• _Выбранный отрывок_
________________________
Когда мы увидели их способности, и то, что они очень храбры, и с мыса Коточе еще не залечили раны, и у нас уже умерли двое солдат, которых мы выбросили в море, и мы увидели против себя большие отряды индейцев, мы испугались и согласились с большим единодушием идти на побережье, и двинулись по пляжу в направлении скалистой горы, которая была в море. Лодки и маленький корабль были в виду берега с бочонками и кувшинами воды, и мы не осмеливались погрузиться напротив селения, где высадились, из-за большого числа индейцев, которые нас там поджидали, так как мы были уверены, что при погрузке они нападут на нас.
Погрузив все же нашу воду на корабли, и погрузившись сами, мы плыли шесть дней и шесть ночей в хорошую погоду, но ветер поменялся на северный, который был бризом у этого берега и который дул четыре дня и ночи, в течение которых мы шли на траверсе; и был такой шторм, что заставил нас стать на якорь и порвал у нас два каната, державшие якорь. О, какие муки мы увидели бы в случае [26], если бы порвался канат, и мы погибли бы на берегу! Но пожелал Господь помочь нам другими канатами и перлинями.
________________________
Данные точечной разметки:

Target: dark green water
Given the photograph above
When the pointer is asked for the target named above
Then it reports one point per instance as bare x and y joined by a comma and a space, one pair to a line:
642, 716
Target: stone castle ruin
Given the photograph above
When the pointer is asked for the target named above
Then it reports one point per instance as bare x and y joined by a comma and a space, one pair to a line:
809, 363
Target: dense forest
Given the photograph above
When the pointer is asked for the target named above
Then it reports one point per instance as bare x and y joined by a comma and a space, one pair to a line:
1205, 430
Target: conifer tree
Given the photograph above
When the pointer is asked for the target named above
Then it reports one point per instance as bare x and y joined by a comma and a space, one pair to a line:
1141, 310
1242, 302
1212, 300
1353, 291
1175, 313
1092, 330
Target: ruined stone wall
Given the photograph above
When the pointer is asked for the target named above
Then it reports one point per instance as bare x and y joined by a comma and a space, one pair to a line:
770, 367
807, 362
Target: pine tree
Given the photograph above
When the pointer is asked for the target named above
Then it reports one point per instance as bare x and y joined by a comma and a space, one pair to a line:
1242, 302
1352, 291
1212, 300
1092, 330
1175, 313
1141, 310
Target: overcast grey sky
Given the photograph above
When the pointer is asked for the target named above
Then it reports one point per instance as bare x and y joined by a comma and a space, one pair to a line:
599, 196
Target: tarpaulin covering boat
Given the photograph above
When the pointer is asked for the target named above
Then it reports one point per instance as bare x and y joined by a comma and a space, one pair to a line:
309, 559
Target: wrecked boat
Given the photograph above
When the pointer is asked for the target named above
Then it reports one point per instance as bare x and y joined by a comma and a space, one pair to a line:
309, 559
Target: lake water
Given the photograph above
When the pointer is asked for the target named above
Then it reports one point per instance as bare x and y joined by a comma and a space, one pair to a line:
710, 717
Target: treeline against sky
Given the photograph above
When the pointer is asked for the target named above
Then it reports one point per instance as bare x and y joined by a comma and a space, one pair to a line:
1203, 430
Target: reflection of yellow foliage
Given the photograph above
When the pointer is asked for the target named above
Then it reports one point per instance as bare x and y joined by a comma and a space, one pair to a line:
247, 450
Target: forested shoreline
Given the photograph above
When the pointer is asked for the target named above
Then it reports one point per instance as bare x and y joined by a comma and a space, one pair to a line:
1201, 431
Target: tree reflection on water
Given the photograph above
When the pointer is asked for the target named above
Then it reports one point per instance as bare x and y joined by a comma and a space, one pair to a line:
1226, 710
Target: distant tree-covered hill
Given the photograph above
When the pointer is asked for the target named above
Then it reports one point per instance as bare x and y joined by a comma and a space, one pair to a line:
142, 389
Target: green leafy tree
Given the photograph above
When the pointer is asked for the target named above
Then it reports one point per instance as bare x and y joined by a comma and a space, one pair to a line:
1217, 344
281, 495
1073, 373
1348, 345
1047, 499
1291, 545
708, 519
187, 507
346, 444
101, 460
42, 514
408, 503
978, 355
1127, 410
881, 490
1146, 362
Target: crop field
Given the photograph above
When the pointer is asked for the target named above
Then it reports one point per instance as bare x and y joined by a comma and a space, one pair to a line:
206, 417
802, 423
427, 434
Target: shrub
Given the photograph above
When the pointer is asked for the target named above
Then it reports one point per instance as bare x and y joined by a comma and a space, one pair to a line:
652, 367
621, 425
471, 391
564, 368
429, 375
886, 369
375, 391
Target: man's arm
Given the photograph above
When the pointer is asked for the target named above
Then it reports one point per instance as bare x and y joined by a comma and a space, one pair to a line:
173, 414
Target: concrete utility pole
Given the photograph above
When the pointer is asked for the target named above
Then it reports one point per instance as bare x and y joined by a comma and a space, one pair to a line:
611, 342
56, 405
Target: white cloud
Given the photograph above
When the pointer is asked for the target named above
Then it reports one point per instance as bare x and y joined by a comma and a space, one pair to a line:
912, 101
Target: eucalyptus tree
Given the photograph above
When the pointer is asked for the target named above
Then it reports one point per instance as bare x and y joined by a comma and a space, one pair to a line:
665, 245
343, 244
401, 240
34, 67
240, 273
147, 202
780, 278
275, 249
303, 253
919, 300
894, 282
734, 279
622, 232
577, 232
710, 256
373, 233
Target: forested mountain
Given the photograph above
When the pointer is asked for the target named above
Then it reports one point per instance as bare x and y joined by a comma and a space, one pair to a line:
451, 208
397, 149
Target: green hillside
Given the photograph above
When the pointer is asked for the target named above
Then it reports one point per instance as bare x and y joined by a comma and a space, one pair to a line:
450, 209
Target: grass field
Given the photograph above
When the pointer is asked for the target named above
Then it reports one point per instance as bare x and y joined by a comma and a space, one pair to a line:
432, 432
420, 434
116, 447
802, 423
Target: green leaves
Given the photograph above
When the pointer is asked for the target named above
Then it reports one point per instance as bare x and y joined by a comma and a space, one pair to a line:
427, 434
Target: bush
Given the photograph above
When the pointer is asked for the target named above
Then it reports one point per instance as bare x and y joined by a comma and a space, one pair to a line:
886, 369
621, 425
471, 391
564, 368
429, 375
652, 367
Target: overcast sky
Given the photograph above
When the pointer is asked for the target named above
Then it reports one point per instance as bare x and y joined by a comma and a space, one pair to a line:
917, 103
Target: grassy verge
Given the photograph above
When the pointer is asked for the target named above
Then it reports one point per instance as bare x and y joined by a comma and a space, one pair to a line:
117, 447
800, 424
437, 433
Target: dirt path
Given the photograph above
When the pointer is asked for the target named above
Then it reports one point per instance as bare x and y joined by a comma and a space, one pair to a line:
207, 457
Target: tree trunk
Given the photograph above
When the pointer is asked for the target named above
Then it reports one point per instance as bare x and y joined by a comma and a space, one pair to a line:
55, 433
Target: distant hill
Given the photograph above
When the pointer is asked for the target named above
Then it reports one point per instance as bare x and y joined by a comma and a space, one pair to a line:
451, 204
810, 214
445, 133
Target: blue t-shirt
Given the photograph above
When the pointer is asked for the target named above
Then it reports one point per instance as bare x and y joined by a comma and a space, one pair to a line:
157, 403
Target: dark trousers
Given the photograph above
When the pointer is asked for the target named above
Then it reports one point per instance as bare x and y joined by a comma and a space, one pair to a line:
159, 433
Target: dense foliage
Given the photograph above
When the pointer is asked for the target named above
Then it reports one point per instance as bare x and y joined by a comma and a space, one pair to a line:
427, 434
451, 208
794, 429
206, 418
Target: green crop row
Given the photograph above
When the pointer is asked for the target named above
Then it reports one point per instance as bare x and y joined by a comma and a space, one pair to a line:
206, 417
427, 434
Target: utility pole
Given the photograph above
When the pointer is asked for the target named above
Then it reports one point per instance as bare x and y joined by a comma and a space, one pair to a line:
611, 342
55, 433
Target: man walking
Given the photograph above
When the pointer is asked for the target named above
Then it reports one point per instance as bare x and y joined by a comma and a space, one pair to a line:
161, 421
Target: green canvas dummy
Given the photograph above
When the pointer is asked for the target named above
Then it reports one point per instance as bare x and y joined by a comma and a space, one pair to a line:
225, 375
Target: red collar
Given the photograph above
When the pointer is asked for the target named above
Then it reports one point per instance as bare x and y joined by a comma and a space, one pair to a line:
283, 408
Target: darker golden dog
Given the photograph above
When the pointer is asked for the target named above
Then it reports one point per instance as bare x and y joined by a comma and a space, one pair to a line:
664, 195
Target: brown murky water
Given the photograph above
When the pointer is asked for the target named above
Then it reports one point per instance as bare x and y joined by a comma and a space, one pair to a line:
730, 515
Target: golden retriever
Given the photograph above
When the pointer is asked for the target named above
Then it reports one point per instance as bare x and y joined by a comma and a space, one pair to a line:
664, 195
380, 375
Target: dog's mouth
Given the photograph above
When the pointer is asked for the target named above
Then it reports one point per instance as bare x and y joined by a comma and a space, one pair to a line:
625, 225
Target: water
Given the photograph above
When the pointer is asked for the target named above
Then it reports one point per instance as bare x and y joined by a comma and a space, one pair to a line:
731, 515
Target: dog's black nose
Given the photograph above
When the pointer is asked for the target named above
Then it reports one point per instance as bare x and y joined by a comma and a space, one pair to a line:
________________________
• _Поставленное задание_
Дословно перепишите из отрывка о плавании вдоль побережья текст между «Погрузив все же» и «канатами и перлинями.» включительно. Записи представляют собой самостоятельный материал, не связанный с отрывком.

• _Выполненное задание_
Погрузив все же нашу воду на корабли, и погрузившись сами, мы плыли шесть дней и шесть ночей в хорошую погоду, но ветер поменялся на северный, который был бризом у этого берега и который дул четыре дня и ночи, в течение которых мы шли на траверсе; и был такой шторм, что заставил нас стать на якорь и порвал у нас два каната, державшие якорь. О, какие муки мы увидели бы в случае [26], если бы порвался канат, и мы погибли бы на берегу! Но пожелал Господь помочь нам другими канатами и перлинями.